## TEXT PASSAGE

↓

By regrouping these parameters within the vector θ, we aimed to effectively capture and quantify the underlying dynamics and relationships present within the data. The process of estimating these parameters was at the core of our analytical journey, allowing us to unlock insights, uncover patterns, and model the intricate interplay between variables and states. Through rigorous estimation, we tried to discover the hidden mechanisms that govern the observed phenomena, thereby enriching our understanding of the complex interactions that drive economic and statistical processes. $\mathsf{\theta }=\left({\mathsf{\beta }}_0^{{\mathrm{S}}_{\mathrm{t}}},\sum {\mathsf{\beta }}_{\mathrm{i}}^{{\mathrm{S}}_{\mathrm{t}}},{\mathsf{\sigma }}^2,{\mathrm{P}}_{\mathrm{i}\mathrm{j}}\right)$. It is important to recognize that the MS-VAR model can be estimated using two methods, which are the expectation-maximization (EM) algorithm and the Bayesian method.

According to Krolzig (1998), for a given regime ${\mathrm{S}}_{\mathrm{t}}$ and lagged endogenous variables ${\mathrm{Y}}_{\mathrm{t}-1}={({\mathrm{Y}}_{\mathrm{t}-1},{\mathrm{Y}}_{\mathrm{t}-2},\dots .,{\mathrm{Y}}_{\mathrm{t}-\mathrm{p}})}^{\prime }$, the conditional probability density function is given by $\mathrm{f}\left({\mathrm{y}}_{\mathrm{t}}\right|{\mathrm{S}}_{\mathrm{t}};{\mathrm{Y}}_{\mathrm{t}-1})$. Where ${\mathsf{\epsilon }}_{\mathrm{t}}$ is assumed to be Gaussian ${\mathsf{\epsilon }}_{\mathrm{t}}~\mathrm{N}\left(0,{\mathsf{\sigma }}^2\right)$. Then, the error term ${\mathsf{\epsilon }}_{\mathrm{t}}$ is presupposed to follow a Gaussian distribution ${\mathsf{\epsilon }}_{\mathrm{t}}~\mathrm{N}\left(0,{\mathsf{\sigma }}^2\right).$ In such a case,

$$\mathrm{f}\left({\mathrm{y}}_{\mathrm{t}}\right|{\mathrm{S}}_{\mathrm{t}};{\mathrm{Y}}_{\mathrm{t}-1})={\left(2\mathsf{\pi }\right)}^{-\left(\frac{1}{2}\right)}{\mathsf{\sigma }}^{-1}\exp \{-\frac{1}{2}{\left({\mathrm{y}}_{\mathrm{t}}-\overline{{\mathrm{y}}_{\mathrm{s}}}\right)}^2{\mathsf{\sigma }}^{-2}\}$$

(5)

↑

## INSTRUCTIONS
1) Translate this sentence from the MS-VAR passage into Spanish: "It is important to recognize that the MS-VAR model can be estimated using two methods, which are the expectation-maximization (EM) algorithm and the Bayesian method."
2) Pick up the MS-VAR passage after equation (5) and continue it.

## DATASET RECORDS
↓

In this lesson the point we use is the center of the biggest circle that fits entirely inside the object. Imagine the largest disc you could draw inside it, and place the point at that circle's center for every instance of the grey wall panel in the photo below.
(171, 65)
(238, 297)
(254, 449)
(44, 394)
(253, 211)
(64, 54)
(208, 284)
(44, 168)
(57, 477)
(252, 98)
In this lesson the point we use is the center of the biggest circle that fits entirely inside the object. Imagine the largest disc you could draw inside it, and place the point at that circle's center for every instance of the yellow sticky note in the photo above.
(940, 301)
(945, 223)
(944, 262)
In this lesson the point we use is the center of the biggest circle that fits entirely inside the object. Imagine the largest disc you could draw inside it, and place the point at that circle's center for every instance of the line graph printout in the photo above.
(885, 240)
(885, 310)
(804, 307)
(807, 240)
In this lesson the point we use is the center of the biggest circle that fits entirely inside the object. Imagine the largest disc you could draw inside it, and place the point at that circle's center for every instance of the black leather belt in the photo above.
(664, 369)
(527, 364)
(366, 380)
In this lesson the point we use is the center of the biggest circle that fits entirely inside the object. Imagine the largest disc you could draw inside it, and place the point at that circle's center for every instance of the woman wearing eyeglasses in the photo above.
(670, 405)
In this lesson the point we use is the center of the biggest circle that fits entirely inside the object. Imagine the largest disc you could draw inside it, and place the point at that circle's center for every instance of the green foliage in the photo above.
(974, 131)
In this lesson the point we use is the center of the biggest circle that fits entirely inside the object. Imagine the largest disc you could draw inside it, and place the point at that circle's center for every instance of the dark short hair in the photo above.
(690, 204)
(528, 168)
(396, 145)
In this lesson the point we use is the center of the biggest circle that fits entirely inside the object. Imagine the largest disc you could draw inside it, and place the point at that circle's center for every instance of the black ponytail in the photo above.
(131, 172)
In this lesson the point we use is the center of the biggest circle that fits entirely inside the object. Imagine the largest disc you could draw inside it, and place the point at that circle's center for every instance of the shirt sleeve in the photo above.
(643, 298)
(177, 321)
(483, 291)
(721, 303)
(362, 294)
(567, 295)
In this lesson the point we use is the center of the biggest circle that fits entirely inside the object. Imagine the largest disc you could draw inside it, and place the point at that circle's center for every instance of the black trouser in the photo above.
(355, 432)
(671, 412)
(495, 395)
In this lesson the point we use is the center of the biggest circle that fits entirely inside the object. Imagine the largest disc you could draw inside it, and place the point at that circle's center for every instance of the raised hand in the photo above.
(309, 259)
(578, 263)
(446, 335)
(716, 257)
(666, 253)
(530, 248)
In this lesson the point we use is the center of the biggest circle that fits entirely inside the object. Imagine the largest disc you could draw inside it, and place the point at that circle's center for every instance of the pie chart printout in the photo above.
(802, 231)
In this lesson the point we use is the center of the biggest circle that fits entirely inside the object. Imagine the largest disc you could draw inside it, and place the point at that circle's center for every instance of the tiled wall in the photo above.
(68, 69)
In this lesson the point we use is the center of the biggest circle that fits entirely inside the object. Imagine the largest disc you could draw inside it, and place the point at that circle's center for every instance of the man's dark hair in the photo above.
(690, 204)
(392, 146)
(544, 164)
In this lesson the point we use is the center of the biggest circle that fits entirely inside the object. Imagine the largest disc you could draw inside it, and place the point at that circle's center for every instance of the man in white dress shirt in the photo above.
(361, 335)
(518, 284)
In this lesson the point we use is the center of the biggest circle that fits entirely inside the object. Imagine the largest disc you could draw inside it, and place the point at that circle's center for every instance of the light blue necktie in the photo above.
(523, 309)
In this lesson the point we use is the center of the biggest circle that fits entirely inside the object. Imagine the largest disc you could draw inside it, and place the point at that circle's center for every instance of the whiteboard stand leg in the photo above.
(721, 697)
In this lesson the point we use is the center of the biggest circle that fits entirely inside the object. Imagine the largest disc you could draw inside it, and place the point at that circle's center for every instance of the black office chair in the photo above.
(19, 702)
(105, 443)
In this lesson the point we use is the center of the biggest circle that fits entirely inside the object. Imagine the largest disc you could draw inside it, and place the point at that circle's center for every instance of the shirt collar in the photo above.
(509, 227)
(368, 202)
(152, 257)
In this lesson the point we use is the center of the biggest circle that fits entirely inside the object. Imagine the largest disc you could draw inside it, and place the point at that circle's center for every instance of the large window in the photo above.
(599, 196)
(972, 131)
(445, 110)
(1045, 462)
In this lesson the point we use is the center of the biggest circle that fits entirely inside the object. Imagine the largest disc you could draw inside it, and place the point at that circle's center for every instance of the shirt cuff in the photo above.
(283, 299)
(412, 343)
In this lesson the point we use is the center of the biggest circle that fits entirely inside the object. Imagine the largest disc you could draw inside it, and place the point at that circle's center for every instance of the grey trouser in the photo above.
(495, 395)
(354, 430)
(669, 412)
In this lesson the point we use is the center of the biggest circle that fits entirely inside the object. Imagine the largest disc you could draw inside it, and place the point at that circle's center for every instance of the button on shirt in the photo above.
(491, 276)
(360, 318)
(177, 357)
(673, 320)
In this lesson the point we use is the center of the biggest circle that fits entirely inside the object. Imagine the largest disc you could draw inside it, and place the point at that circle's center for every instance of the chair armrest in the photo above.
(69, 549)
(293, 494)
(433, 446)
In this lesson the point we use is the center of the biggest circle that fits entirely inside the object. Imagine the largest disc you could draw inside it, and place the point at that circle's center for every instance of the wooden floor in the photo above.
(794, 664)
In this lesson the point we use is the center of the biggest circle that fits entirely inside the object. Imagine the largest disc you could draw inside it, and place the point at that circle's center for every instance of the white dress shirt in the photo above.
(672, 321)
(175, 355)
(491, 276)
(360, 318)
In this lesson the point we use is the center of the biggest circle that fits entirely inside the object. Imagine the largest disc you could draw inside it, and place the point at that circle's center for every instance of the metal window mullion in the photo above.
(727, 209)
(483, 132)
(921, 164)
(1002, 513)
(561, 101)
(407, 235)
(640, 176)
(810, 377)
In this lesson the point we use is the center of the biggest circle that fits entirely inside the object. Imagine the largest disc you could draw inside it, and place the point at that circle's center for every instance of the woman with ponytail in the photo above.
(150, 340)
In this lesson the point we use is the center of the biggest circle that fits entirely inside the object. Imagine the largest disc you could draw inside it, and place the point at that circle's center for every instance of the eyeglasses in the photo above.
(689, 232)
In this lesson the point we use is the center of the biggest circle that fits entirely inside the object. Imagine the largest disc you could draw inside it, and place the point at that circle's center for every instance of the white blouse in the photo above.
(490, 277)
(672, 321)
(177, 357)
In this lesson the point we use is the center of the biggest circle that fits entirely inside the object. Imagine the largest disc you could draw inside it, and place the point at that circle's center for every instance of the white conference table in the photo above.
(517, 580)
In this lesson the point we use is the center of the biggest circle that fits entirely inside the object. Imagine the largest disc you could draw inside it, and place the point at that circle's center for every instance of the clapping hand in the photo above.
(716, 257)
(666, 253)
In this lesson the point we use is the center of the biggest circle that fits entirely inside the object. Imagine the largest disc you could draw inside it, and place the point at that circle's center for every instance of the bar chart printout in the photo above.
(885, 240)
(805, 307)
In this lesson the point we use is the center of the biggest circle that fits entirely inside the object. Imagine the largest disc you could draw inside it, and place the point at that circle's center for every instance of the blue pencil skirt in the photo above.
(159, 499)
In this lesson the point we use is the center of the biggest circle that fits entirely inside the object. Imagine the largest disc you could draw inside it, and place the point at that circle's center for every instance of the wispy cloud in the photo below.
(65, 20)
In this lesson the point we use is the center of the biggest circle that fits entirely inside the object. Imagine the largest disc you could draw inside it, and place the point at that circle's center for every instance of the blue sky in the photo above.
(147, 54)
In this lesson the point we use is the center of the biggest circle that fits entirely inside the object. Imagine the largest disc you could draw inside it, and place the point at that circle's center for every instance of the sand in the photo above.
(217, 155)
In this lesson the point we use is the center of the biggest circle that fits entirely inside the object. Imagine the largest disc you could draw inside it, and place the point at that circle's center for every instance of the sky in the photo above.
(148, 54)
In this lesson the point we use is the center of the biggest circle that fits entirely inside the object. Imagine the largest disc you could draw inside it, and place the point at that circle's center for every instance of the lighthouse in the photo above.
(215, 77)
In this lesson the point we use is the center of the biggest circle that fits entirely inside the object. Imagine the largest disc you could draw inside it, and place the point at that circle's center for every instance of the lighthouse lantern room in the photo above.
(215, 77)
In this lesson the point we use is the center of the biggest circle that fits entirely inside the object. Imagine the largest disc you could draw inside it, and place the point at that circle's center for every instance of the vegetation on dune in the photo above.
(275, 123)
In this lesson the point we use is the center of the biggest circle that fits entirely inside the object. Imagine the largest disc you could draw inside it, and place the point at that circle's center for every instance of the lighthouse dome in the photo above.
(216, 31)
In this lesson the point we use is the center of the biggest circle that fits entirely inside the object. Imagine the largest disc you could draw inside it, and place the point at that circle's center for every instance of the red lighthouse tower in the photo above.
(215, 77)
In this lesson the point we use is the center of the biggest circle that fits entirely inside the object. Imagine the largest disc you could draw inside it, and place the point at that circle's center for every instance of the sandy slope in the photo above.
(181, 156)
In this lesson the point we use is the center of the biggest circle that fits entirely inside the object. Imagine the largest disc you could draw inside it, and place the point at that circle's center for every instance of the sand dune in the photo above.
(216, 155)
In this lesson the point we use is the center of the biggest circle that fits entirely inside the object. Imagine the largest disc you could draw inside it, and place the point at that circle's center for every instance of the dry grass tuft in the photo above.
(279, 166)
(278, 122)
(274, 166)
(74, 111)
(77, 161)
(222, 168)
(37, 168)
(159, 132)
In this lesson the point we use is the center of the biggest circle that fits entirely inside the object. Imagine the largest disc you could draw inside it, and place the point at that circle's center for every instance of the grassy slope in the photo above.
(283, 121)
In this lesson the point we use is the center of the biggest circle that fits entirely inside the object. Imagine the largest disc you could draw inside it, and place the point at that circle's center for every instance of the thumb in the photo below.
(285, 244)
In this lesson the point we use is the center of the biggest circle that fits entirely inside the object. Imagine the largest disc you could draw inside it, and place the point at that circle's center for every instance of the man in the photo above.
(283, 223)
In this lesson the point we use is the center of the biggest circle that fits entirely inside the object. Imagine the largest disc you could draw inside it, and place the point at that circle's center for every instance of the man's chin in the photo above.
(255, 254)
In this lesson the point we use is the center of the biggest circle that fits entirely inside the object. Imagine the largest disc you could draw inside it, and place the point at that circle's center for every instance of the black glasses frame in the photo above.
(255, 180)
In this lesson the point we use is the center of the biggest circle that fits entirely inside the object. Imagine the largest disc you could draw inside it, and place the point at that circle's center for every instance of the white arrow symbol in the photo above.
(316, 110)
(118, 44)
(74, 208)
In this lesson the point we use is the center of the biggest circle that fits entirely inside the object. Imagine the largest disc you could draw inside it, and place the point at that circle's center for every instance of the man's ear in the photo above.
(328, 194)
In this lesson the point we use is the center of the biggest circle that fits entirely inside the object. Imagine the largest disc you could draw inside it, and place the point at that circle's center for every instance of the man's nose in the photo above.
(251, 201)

↑

## RESULTS OF THE TASKS
1) Es importante reconocer que el modelo MS-VAR puede estimarse mediante dos métodos, que son el algoritmo de esperanza-maximización (EM) y el método bayesiano.

2)
In which case $\overline{{\mathrm{y}}_{\mathrm{s}}}$ signifies the conditional mean of ${\mathrm{y}}_{\mathrm{t}}$ within the context of regime ${\mathrm{S}}_{\mathrm{t}}$; $\overline{{\mathrm{y}}_{\mathrm{s}}}=\mathrm{E}\left({\mathrm{y}}_{\mathrm{t}}\right|{\mathrm{S}}_{\mathrm{t}},{\mathrm{Y}}_{\mathrm{t}-1})$.

We made the presumption that the data accessible as of time $\mathrm{t}-1$ encompass the recorded instances from the dataset gathered at ${\mathrm{Y}}_{\mathrm{t}-1}$ derived from the states of the Markov chain up to ${\mathrm{S}}_{\mathrm{t}-1}$; the conditional distribution of ${\mathrm{y}}_{\mathrm{t}}$ takes the form of a combination of Gaussian distributions.

$$\mathrm{f}\left({\mathrm{y}}_{\mathrm{t}}\right|{\mathrm{S}}_{\mathrm{t}-1}=\mathrm{i};{\mathrm{Y}}_{\mathrm{t}-1})=\sum _{\mathrm{m}}^{\mathrm{M}}\mathrm{f}({\mathrm{y}}_{\mathrm{t}}\left|{\mathrm{S}}_{\mathrm{t}-1},{\mathrm{Y}}_{\mathrm{t}-1}\right)\mathrm{P}({\mathrm{S}}_{\mathrm{t}}=\mathrm{m}|{\mathrm{S}}_{\left(\mathrm{t}-1\right)}=\mathrm{i})$$

(6)

$$\mathrm{f}\left({\mathrm{y}}_{\mathrm{t}}\right|{\mathrm{S}}_{\mathrm{t}-1}=\mathrm{i};{\mathrm{Y}}_{\mathrm{t}-1})=\sum _{\mathrm{m}=1}^{\mathrm{M}}\sum _{\mathrm{i}=1}^{\mathrm{M}}\left({\left(2\mathsf{\pi }\right)}^{-\left(\frac{1}{2}\right)}{\mathsf{\sigma }}^{-1}\exp \left\{\frac{1}{2}{\left({\mathrm{y}}_{\mathrm{t}}-\overline{{\mathrm{y}}_{\mathrm{s}}}\right)}^2{\mathsf{\sigma }}^{-2}\right\}\right){\mathrm{P}}_{\mathrm{i}\mathrm{m}}$$

(7)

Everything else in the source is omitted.